-- START RECORD LIST --

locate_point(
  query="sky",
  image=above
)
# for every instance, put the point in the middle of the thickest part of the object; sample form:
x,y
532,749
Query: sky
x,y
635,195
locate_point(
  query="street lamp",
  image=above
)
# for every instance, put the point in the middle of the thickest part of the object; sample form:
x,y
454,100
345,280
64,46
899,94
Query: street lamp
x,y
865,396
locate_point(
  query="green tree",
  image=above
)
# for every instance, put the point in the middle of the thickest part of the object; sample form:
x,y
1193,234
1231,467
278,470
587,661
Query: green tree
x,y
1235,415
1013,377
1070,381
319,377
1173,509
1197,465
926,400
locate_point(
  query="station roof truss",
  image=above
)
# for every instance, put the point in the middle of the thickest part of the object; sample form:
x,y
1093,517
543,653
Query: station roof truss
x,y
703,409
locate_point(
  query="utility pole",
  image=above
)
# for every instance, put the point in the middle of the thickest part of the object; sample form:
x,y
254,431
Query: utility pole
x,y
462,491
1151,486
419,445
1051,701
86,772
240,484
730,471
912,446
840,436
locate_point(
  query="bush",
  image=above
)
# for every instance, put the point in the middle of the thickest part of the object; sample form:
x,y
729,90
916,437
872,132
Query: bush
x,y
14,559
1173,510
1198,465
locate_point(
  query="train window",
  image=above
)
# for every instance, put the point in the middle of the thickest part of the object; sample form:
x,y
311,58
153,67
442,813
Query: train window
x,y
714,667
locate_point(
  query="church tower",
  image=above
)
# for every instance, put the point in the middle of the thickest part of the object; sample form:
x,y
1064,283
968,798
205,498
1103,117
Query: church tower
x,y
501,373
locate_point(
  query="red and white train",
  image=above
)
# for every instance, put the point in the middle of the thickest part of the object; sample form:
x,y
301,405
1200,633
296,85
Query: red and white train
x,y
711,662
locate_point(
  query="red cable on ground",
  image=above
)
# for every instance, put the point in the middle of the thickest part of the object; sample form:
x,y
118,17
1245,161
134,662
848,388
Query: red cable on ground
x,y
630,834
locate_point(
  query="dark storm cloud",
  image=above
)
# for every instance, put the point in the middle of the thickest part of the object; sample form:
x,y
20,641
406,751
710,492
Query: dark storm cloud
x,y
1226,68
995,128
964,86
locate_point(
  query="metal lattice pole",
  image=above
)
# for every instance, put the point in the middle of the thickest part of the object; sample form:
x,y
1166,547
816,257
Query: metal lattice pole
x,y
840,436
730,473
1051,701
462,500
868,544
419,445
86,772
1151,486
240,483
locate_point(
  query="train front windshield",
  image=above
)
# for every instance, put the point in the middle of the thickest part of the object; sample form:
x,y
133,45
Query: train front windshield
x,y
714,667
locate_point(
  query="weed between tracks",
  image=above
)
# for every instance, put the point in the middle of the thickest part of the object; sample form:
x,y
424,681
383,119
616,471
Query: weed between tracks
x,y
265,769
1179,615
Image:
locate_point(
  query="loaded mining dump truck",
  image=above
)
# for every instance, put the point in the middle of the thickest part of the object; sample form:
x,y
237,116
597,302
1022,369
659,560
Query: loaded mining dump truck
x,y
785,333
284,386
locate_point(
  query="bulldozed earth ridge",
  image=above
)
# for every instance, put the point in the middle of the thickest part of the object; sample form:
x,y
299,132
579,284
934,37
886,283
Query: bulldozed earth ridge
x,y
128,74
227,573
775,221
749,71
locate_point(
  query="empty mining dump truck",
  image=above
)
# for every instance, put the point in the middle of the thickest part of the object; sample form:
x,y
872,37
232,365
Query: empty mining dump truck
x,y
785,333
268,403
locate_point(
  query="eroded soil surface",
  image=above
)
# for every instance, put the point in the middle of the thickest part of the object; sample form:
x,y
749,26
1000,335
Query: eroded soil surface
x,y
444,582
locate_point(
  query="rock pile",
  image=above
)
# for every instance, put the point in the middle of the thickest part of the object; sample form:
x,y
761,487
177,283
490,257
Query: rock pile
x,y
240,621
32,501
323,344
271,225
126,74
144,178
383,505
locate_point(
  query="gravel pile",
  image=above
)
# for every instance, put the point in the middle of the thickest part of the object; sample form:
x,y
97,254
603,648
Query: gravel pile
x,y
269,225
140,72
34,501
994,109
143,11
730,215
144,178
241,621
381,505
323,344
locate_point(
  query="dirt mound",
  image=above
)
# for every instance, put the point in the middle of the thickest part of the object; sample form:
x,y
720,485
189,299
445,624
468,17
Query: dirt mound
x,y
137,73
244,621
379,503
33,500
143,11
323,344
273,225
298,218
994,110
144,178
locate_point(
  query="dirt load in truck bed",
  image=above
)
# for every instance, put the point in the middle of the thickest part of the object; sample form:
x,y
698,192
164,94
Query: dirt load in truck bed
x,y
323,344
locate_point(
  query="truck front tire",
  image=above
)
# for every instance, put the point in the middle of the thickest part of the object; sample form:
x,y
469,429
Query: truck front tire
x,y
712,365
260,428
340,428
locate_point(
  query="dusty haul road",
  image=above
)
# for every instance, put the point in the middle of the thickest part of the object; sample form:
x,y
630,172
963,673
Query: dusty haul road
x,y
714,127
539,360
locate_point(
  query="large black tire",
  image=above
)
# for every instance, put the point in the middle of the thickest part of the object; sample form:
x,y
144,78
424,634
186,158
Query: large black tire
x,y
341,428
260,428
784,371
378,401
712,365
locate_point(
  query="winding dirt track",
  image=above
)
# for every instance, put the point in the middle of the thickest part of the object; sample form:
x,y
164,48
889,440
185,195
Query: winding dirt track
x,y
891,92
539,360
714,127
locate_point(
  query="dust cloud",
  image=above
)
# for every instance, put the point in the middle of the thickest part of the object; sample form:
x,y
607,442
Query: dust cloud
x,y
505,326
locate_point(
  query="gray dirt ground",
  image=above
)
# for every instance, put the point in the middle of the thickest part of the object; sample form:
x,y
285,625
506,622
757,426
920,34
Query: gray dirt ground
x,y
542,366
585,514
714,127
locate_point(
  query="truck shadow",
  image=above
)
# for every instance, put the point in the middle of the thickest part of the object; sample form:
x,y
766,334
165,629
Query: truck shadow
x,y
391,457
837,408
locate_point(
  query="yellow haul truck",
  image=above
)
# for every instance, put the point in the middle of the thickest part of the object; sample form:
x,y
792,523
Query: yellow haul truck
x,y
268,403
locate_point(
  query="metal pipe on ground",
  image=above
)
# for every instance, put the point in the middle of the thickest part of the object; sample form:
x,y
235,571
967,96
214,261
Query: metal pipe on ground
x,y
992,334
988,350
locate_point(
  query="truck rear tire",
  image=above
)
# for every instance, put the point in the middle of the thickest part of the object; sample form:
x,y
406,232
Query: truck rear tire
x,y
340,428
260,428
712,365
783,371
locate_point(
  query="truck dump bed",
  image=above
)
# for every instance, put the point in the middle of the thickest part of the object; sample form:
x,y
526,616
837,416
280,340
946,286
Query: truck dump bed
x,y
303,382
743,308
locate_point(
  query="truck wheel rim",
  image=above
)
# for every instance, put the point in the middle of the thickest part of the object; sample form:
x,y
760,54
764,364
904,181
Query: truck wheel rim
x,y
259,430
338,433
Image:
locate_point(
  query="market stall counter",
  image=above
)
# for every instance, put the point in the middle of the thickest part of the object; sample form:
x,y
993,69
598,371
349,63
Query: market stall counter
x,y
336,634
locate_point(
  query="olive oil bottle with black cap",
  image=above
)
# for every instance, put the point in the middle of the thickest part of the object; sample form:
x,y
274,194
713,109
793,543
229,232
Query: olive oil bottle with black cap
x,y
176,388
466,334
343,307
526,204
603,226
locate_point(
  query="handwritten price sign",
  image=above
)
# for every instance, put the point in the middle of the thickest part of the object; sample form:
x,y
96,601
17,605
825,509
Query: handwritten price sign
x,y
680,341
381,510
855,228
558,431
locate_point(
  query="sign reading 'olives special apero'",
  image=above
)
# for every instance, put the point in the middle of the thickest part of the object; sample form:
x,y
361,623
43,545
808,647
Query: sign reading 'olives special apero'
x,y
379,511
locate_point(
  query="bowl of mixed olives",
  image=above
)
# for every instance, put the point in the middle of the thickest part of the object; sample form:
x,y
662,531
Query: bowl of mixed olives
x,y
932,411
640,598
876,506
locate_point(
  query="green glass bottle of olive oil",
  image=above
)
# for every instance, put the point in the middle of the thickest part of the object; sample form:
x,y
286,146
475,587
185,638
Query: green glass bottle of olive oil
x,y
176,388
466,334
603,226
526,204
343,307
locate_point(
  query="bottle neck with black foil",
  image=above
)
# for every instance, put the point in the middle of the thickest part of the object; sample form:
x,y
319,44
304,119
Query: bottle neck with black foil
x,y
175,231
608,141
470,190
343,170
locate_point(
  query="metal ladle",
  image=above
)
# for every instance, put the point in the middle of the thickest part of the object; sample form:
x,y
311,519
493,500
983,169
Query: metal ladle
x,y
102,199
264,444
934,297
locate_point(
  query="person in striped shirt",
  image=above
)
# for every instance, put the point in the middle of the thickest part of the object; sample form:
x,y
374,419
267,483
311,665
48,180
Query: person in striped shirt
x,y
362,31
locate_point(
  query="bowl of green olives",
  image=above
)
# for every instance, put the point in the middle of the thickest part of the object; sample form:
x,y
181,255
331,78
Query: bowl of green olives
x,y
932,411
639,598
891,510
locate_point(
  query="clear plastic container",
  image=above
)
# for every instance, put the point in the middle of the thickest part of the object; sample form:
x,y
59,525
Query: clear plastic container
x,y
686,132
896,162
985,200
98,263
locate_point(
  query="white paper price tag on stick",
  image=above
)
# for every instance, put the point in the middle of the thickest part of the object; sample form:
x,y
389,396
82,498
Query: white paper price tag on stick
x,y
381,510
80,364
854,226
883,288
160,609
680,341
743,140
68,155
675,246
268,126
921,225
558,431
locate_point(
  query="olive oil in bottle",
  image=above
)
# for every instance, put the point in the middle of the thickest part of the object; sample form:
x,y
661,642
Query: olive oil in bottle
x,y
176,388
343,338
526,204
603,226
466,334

-- END RECORD LIST --

DIRECTIVE: Report how many lines of the records contain the string "with", giving only the number.

EXPECTED OUTPUT: 4